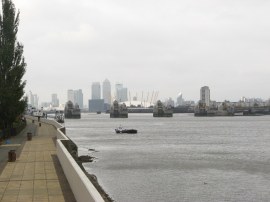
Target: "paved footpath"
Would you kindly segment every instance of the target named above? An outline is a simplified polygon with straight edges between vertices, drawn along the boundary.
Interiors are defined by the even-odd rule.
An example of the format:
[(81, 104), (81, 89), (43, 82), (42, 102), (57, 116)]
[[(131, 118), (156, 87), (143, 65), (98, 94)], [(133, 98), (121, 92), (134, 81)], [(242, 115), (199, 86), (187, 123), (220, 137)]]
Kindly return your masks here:
[[(8, 152), (2, 153), (7, 147), (16, 148), (17, 153), (16, 161), (8, 162), (2, 169), (0, 201), (76, 201), (56, 155), (56, 129), (47, 124), (42, 123), (39, 127), (29, 122), (21, 134), (24, 140), (29, 130), (34, 133), (31, 141), (14, 138), (10, 145), (0, 146), (0, 156), (8, 157)], [(20, 144), (12, 144), (16, 141)]]

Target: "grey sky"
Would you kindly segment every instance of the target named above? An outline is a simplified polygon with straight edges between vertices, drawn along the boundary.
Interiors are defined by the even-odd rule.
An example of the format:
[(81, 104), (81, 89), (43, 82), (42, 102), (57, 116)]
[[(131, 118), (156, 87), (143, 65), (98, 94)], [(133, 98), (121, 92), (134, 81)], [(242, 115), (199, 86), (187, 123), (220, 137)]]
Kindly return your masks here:
[(26, 91), (40, 101), (105, 78), (159, 98), (268, 99), (270, 1), (14, 0), (28, 64)]

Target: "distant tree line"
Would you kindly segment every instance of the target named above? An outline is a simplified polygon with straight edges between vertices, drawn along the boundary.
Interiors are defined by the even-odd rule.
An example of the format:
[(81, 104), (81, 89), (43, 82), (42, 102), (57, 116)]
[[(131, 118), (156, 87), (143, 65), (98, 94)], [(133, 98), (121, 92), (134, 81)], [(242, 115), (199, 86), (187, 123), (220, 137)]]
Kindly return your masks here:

☆ ☆ ☆ ☆ ☆

- [Directions for this task] Set down every record exactly, without the pictures.

- [The answer]
Target: "paved footpath"
Would you kindly segment every instance of the target named above? An outline is a simplified polygon with straight edges between vertices, drawn along the boundary.
Interiors are defined by the even-odd rule.
An example of the format:
[(81, 104), (81, 89), (43, 82), (42, 102), (57, 116)]
[[(131, 118), (156, 87), (143, 65), (98, 94)], [(133, 98), (121, 92), (134, 81)], [(242, 115), (199, 86), (187, 123), (220, 137)]]
Kindly return your masks here:
[[(8, 152), (2, 153), (7, 147), (16, 148), (17, 153), (16, 161), (8, 162), (2, 169), (0, 201), (76, 201), (56, 155), (56, 129), (47, 124), (42, 123), (39, 127), (29, 122), (21, 134), (24, 140), (29, 130), (34, 133), (31, 141), (14, 138), (10, 145), (0, 146), (0, 156), (8, 157)], [(20, 144), (12, 144), (16, 141)]]

Target: "grey sky"
Would you kindly segment every instance of the target named above? An outline is a simplified polygon with straight edges between vertices, drawn along the boundary.
Interiors are defined by the even-odd rule.
An example of the format:
[(81, 104), (81, 89), (43, 82), (42, 102), (57, 116)]
[[(131, 118), (156, 87), (143, 65), (98, 94)], [(133, 98), (121, 92), (134, 81)], [(242, 115), (199, 86), (187, 123), (220, 137)]]
Kindly return your masks here:
[(26, 91), (40, 101), (105, 78), (159, 98), (268, 99), (270, 1), (14, 0), (28, 64)]

Target: "distant tree line"
Would you kindly segment every instance of the target named above? An outline is a simplified polygon with straight edges between vertices, drawn along the boundary.
Interiors are defined by the even-odd rule.
An example of the format:
[(81, 104), (81, 89), (43, 82), (42, 102), (57, 116)]
[[(131, 118), (156, 87), (143, 65), (98, 94)], [(133, 98), (121, 92), (134, 81)], [(242, 115), (199, 86), (187, 123), (220, 137)]]
Kindly return your masks here:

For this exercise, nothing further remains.